_練習問題_
以下のデータにある「Target」をすべて「Query」に更新し、それ以外は一切変えずに全体を書き直す。
╭─ データ抜粋
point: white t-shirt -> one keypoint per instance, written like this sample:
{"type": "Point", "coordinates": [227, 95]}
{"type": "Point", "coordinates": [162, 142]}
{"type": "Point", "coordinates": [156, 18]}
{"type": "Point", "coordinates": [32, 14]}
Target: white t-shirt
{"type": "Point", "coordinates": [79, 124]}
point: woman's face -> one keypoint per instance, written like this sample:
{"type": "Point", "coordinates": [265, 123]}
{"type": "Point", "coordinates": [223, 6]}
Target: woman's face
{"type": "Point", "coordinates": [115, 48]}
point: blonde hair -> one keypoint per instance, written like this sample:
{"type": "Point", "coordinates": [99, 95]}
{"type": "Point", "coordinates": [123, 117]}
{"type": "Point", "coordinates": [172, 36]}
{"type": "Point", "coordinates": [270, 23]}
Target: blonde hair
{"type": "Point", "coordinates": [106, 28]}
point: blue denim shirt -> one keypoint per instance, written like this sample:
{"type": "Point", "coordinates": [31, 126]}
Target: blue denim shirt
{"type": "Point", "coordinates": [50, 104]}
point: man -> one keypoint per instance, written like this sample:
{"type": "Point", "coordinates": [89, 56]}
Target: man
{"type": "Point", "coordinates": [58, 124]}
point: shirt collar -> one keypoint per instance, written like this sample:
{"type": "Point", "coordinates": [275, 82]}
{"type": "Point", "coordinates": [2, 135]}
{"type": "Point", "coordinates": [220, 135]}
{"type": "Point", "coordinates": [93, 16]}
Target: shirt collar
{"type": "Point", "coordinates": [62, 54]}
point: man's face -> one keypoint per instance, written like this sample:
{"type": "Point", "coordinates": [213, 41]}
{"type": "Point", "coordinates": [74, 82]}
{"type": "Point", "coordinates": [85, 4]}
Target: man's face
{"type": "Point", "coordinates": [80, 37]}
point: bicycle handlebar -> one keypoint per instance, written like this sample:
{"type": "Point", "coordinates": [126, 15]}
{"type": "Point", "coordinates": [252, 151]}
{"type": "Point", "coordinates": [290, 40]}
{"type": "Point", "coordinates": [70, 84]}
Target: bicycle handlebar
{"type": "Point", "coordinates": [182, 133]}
╰─
_出力全文_
point: white t-shirt -> one keypoint per instance, written like this sample:
{"type": "Point", "coordinates": [227, 95]}
{"type": "Point", "coordinates": [162, 142]}
{"type": "Point", "coordinates": [156, 18]}
{"type": "Point", "coordinates": [32, 14]}
Query: white t-shirt
{"type": "Point", "coordinates": [79, 124]}
point: woman's face -> one keypoint per instance, written like this sample:
{"type": "Point", "coordinates": [265, 123]}
{"type": "Point", "coordinates": [223, 6]}
Query: woman's face
{"type": "Point", "coordinates": [115, 48]}
point: blonde hair -> one keypoint per instance, written like this sample:
{"type": "Point", "coordinates": [99, 95]}
{"type": "Point", "coordinates": [123, 117]}
{"type": "Point", "coordinates": [172, 36]}
{"type": "Point", "coordinates": [270, 23]}
Query: blonde hair
{"type": "Point", "coordinates": [106, 28]}
point: blue denim shirt -> one keypoint per instance, written like this sample:
{"type": "Point", "coordinates": [31, 126]}
Query: blue denim shirt
{"type": "Point", "coordinates": [50, 104]}
point: man -> one keypoint per instance, written like this sample:
{"type": "Point", "coordinates": [89, 56]}
Query: man
{"type": "Point", "coordinates": [58, 124]}
point: shirt collar -> one keypoint per instance, written like this sample:
{"type": "Point", "coordinates": [275, 82]}
{"type": "Point", "coordinates": [2, 135]}
{"type": "Point", "coordinates": [220, 135]}
{"type": "Point", "coordinates": [93, 16]}
Query: shirt collar
{"type": "Point", "coordinates": [62, 54]}
point: man's face -> one keypoint per instance, written like this sample:
{"type": "Point", "coordinates": [213, 41]}
{"type": "Point", "coordinates": [74, 82]}
{"type": "Point", "coordinates": [85, 4]}
Query: man's face
{"type": "Point", "coordinates": [80, 37]}
point: bicycle handlebar -> one keypoint per instance, written like this sample:
{"type": "Point", "coordinates": [126, 15]}
{"type": "Point", "coordinates": [252, 151]}
{"type": "Point", "coordinates": [290, 40]}
{"type": "Point", "coordinates": [70, 84]}
Query: bicycle handlebar
{"type": "Point", "coordinates": [182, 133]}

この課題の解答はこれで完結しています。